#### PASSAGE:
Merida Eone-Sixty 900E 2018

'The steeper the terrain the better it rides.' That's one of the reasons why Dirt mag rated the Merida Eone-Sixty 900E the best e-mountain bike they've ever tested.

More reasons why Eone-Sixty could be the best e-MTB

  • Steps E-8000 - Shimano's first mountain bike e-motor - is so quiet, smooth and natural, it has to be ridden to be believed
  • Call us to arrange a test ride or a two day demo ride - phone 0131 331 5010
  • The Eone-Sixty is our first mountain bike with Shimano Di2 electronic gear shifting
  • Up-to-the-minute progressive geometry
  • The long top tube, low bottom bracket and slack head tube angle keeps you centred and in control on steep downhills
  • Short chainstays enable faster cornering
  • The steep seat tube angle helps you up every climb
  • If Whyte made electric mountain bikes....there is no better recommendation for a trail bike today
  • Maxxis 27.5x2.8 tyres guarantee superb grip
  • Fox Factory Float front and rear remind us why they are the first name in suspension
  • Shimano brakes with 203mm rotors front and rear deliver the stopping power a faster, heavier mountain bike requires
  • The DT Swiss XM1501 Spline One 40 wheelset completes this confidence-inspiring spec
  • The dropper seatpost ensures you're seated correctly

Watch Dirt Magazine's Merida Eone-Sixty video.

Read the full review, courtesy of Dirt Magazine
There is little doubt that the E One Sixty will get you up and down any mountain. This seems like an obvious statement for an emtb but we've ridden many where inadequate geometry, components and gearing really put a limiter on the bike's ability to go any place you choose.

The Merida is that go everywhere bike. The 160mm travel front and rear with solid Fox 36 up front delivers the basic ability in technical terrain but the Merida's low bottom bracket plays a huge part in this bike's ability to charge. The poise and dynamic ride on this bike is exceptional – I simply couldn't get enough of it.

It's pretty much a full Shimano wardrobe on this bike. Saint brakes are there for a reason, the heavy weight pile driving down a mountain has burnt many a weak stopper. We're not overly sold on Saints for most situations but on an emtb they are dynamite. This particular set has also been the only pair we've had which doesn't squeak like crazy either.

#### TASKS TO CARRY OUT:
1. Name every frame geometry feature that the bullet points in the bike description mention.
2. Carry on the Merida e-mountain bike review from its final sentence.

#### DATA EXCERPT:

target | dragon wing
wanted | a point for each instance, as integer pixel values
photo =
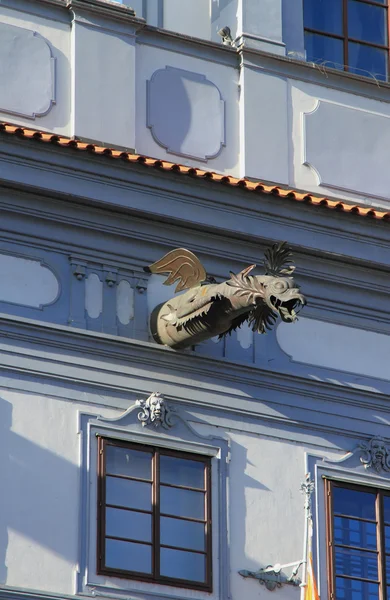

#### RESPONSES TO THE TASKS:
1. Long top tube, low bottom bracket, slack head tube angle, short chainstays, steep seat tube angle

2.
Saint cranks are solid too but its in the XT Di2 that was most interesting. We found the shifting almost too precise, too delicate and it requires a lot of time to get tuned into this action. MTB gearing is often a smash and grab affair, do that with Di2 and becomes all a bit messy. Manual shifting is actually a lot simpler to operate too. And be aware that if your battery runs out the gearing ceases to shift.

Merida's own bar and stem are bang on the money and dimensions, the Reverb stealth ever present and whilst we're not convinced on wide rims, the DT wheelset was incredibly tough and totally up for the job in hand. The Maxxis 2.6 tyres were utterly brilliant. There's no point in having power without grip and boy do these tyres bite. What many will enjoy is the fact that they allow for mistakes and on unseen enduro style stages or adventure riding for you can pretty much straight line anything. We're surprised more downhill racers don't use them.

There is no doubt that the Shimano system translates exceptionally well to real world riding. ‘Eco' is used for flat sections, ‘Trail' for the climbs and ‘Boost' only really needed to haul you up out of insanely technical sections. We did have some issues when shifting from trail to boost on crazy steep stuff in that the motor didn't kick in and provide the much needed assistance. But this was on a climb virtually impossible on a normal bike.

Overall the Steps E8000 motoris exceptional, it's crazy smooth through the range which with the big Maxxis Minions translates to excellent traction. Its one of the most quite systems on the market and even under extreme pressure never makes too much noise unlike some other motors. When riding, it's pretty anonymous in sound and the compact system doesn't protrude in any way. The only niggle is the sensor cable could be internal to avoid snagging.

Display is easy to sight but more than anything the shifter is so much simpler to use than those mounted on the top of the bar. When climbing, it's easy to gear up or down on the motor without having to change body position. Durability of the shifter was exceptional during the test and the battery housing was tight which meant no rattles form this bike.

What we have found with some systems is that the front chainring gets clogged, something the big 34T on the Shimano never does. This bike has been very good in wet conditions.

There's not much to say regarding suspension, the linkage and damper are a good pairing and the tune working to provide superb support. The Fox 36 is a minimum requirement on an ebike to take the forces at work.

There is little doubt this bike has had a fair bit more ride time than any other test bikes we get, and that's because it's totally compelling in its nature.

The bike is silent, offers incredible grip on ascents and descents and carves its way through technical terrain without missing a beat. The Shimano motor and assistance does not dominate the ride but rather works with the rider translating to a ride very well in tune with how you'd ride on a non-assist bike.

It seems the myth of it been lazy seems to be subsiding because ultimately you're just doing more riding and have the ability to avoid boring fireroad climbs, the bane of many a rider's life.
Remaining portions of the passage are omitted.